begin Record set

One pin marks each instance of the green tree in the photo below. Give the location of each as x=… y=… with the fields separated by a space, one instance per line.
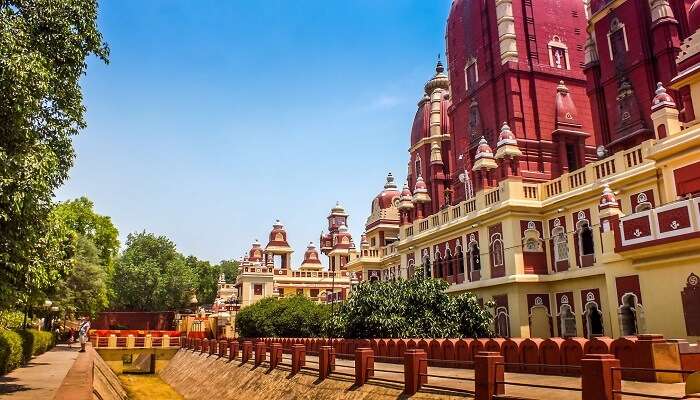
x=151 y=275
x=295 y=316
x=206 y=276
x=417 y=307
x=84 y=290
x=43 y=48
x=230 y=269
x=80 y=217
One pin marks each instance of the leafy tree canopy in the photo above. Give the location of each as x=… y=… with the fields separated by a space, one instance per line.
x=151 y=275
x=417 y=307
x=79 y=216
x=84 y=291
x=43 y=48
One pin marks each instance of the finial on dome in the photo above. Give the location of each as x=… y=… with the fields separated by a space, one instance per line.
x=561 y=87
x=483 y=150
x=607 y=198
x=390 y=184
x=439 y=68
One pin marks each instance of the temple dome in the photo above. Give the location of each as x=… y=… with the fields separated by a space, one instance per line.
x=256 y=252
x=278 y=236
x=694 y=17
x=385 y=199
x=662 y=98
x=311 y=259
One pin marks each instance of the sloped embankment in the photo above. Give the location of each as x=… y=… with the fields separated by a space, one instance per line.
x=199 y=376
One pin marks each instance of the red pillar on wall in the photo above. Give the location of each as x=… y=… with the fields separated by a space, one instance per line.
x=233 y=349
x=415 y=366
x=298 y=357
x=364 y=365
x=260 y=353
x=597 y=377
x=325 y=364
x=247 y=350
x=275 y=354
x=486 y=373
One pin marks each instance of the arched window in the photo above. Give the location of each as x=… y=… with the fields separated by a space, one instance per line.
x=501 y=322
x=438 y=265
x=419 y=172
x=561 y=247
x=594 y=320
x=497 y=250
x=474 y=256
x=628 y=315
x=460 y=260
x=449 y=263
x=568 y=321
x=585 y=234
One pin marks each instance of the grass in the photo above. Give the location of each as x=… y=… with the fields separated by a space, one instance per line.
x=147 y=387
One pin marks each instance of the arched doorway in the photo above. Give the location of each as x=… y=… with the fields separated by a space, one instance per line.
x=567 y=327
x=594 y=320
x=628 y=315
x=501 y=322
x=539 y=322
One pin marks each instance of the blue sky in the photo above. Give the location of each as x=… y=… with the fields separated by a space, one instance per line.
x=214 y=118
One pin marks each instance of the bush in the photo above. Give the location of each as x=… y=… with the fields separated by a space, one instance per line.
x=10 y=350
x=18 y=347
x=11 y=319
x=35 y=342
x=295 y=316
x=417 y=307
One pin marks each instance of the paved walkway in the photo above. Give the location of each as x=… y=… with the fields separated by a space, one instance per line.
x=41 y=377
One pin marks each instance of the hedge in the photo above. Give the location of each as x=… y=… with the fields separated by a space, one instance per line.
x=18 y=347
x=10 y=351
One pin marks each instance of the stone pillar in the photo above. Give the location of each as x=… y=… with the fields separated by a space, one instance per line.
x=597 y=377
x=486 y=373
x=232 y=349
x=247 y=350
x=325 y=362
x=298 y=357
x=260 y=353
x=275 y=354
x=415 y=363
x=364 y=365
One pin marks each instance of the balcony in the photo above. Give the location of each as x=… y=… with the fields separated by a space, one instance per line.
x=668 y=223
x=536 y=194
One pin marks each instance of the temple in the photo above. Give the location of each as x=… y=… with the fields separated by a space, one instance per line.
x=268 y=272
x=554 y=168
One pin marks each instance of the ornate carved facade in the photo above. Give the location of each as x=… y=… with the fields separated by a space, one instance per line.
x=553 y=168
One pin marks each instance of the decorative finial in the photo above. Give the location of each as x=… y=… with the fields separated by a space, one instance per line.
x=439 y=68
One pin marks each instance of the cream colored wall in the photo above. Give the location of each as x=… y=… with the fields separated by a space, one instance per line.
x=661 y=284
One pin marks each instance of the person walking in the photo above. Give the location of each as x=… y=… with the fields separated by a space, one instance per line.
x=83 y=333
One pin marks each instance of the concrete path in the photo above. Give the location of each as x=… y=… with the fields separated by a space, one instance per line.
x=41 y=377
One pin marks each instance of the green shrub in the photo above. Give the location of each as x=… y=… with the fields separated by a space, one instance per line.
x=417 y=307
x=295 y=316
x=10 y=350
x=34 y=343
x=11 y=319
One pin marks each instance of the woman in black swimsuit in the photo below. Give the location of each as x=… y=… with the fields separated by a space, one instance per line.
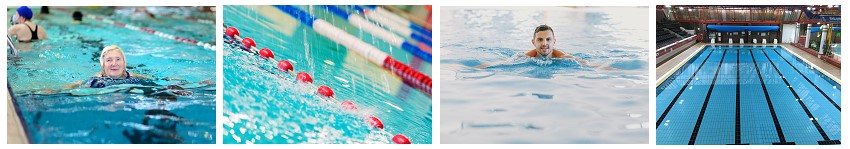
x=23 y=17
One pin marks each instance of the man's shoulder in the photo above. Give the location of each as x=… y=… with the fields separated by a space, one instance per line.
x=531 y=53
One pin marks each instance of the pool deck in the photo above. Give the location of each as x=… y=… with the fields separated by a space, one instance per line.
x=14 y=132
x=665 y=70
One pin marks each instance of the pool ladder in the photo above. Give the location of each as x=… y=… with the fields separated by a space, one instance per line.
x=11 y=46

end Record set

_The problem_
Reproduce all of the records above word for word, leaving out the pictures.

_Correct result_
One pin marks each instance of the green tree in the photo below. Give the location of each as x=… y=… with the fields separated by a space, one instance per line.
x=151 y=275
x=295 y=316
x=206 y=276
x=417 y=307
x=84 y=290
x=43 y=48
x=230 y=269
x=80 y=217
One pin marks each instance of the leafy tree canopy in the photo above. Give the location of each as x=… y=… with the fields separated by a space, one instance per line.
x=151 y=275
x=417 y=307
x=79 y=216
x=84 y=291
x=43 y=48
One pin marks each instance of the finial on dome in the photo above. Give the location of each as x=… y=… with the fields separated by a space, one instance per line.
x=561 y=87
x=483 y=150
x=607 y=198
x=390 y=184
x=439 y=68
One pin marks each instance of the temple dome in the photo above. Give the location of each as x=… y=… with the fields separated by a space, one instance per line.
x=256 y=252
x=278 y=236
x=694 y=17
x=385 y=199
x=662 y=98
x=311 y=259
One pin marks each instance of the sloped embankment in the photo above. Give the location of each as x=… y=… with the fields separated by a space, one instance per line.
x=199 y=376
One pin marks each instance of the red pillar on wall in the photo above. Give the location of each as x=… y=… with the fields separated by a space, one instance per line.
x=233 y=349
x=415 y=366
x=298 y=357
x=364 y=365
x=260 y=353
x=597 y=377
x=325 y=364
x=247 y=350
x=275 y=354
x=486 y=373
One pin marks each instance of the arched window in the photo above. Give the location of each as x=… y=… with the fields separated by a space, one instance per line.
x=501 y=322
x=438 y=265
x=419 y=172
x=561 y=247
x=594 y=320
x=497 y=250
x=474 y=256
x=628 y=315
x=460 y=260
x=449 y=263
x=568 y=321
x=585 y=234
One pin marks each instance of the grass in the photo above. Give the location of each as x=… y=… with the fields separated by a space, one instance per line.
x=147 y=387
One pin marks each instance of the arched doorway in the photo above. Give the location of each as x=… y=… with the fields separated by a space, one instance per line.
x=567 y=327
x=594 y=320
x=628 y=315
x=501 y=322
x=539 y=322
One pin marks each instance of the blue sky in the photo above. Give the location of each as x=… y=… with the fields separated by a space, one instance per line.
x=214 y=118
One pin marks each instance of the bush in the photo above. Give the location of each as x=… y=… with the fields separated by a space, one instance per line.
x=10 y=350
x=18 y=347
x=11 y=319
x=35 y=342
x=295 y=316
x=417 y=307
One pin marks each instance of the paved walkway in the photo above. Give the location of each as x=… y=… with the fields separated by a space, one instance per line.
x=41 y=377
One pin marks each instance of the hedge in the photo above. Give the location of each as x=… y=… with the fields separated by a space, one instance per line.
x=18 y=347
x=10 y=351
One pin marks each instance of the stone pillar in the photo above. Give the location of each as x=… y=… with the fields separated by a space, one instance per line.
x=597 y=377
x=486 y=373
x=232 y=349
x=247 y=350
x=325 y=362
x=298 y=357
x=260 y=353
x=275 y=354
x=415 y=363
x=364 y=365
One pin marks each instance of the balcony in the photo above. Give the location of each as x=… y=… with the fields separated by a space, one instance per line.
x=668 y=223
x=536 y=194
One pin marks each instance of the temple in the photo above. Give the location of each as x=… y=… with the fields separated by a space, one instance per line.
x=268 y=272
x=554 y=168
One pin marks each instance of the ornate carved facade in the photo above. Give the location of each as x=… y=… with the fields separated by a space, one instance per line.
x=553 y=168
One pin marks each instance of the decorative finial in the photo above. Give the location of each as x=… y=… with the fields separated by a space, one instance per line.
x=439 y=68
One pin marks each instance of the cream colored wall in the photo above. Give the location of each as x=… y=… with the fields separated by a space, one instance per line.
x=661 y=284
One pin marks each instance of the person walking in the photo above. Give the location of each as x=… y=… with the fields separated by a space, one instance per line.
x=83 y=333
One pin marks each instance of the concrete path in the photo above. Give the location of each as x=… y=… with the fields separated by a space, one instance per line.
x=41 y=377
One pin marks each instance of the green shrub in the photo above. Give the location of each as x=… y=… with the fields separated by a space, one instance per line.
x=417 y=307
x=295 y=316
x=10 y=350
x=34 y=343
x=11 y=319
One pin marks each instance of the woman in black swimsuit in the photo below. Give the location of each as x=… y=… with the fields separated by a space, one instance per line.
x=23 y=17
One pin marks each instance of the man's shoulder in the photo above. Give the location of each as x=… y=… with the fields separated by a space, one instance per line.
x=531 y=53
One pin marks each instance of the pool deck in the photo above. Give the location of each as x=… y=… with the fields separated by a space, one instance per line.
x=14 y=132
x=665 y=70
One pin marks each instance of the pool ladder in the photo above. Give the location of each as x=… y=… with the fields separated by a space, one instance per line.
x=11 y=46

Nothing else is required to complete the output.